Please pull out and copy in full every line of the records below that contains the string "mountain". Case counts.

- [DATA EXTRACT]:
+---+

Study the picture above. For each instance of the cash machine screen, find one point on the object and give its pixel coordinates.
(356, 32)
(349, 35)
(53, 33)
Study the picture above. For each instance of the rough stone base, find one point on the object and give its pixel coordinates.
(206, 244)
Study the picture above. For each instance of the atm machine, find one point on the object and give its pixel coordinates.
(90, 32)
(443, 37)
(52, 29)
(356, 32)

+---+

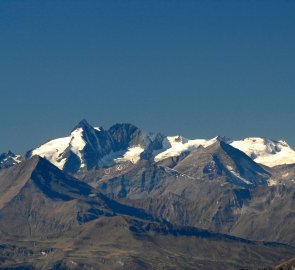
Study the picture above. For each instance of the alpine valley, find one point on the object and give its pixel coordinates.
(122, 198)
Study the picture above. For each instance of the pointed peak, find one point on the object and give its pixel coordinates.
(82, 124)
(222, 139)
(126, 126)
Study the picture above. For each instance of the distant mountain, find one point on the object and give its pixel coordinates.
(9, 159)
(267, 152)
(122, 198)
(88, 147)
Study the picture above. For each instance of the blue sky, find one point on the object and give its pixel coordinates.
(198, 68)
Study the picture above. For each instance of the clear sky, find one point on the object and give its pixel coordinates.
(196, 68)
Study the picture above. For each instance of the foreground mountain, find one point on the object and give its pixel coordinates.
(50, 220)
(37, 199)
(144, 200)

+---+

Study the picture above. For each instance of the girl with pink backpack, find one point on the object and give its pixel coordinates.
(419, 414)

+---+

- [THE COMPLETED TASK]:
Study the picture above. For each instance of the distant mountain, find one point on the object and give its pixel coordinates.
Study the picture above. For each instance of the foreground mountain, find one point on the object and give its pixel coordinates.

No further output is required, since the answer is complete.